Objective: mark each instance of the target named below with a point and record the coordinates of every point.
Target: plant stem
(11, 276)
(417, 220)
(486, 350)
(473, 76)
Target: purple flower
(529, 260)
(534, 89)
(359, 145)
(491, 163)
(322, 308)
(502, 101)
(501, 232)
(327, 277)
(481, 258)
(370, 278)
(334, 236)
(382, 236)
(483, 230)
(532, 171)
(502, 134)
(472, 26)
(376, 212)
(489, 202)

---

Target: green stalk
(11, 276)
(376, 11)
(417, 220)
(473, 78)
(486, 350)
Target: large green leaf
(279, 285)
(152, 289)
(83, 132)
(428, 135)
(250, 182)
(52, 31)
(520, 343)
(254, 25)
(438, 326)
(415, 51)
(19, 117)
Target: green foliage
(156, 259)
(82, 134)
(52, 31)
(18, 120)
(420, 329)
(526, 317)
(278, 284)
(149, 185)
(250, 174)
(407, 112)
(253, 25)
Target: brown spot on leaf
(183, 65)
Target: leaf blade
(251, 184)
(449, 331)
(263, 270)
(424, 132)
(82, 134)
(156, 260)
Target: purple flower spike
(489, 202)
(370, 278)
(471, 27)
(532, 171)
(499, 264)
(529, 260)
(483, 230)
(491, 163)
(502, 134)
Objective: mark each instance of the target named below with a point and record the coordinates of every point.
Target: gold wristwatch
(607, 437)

▶ Task instructions
Please show every line of the rows above that contains the word "green".

▶ Task output
Target: green stalk
Target: large green leaf
Target: green foliage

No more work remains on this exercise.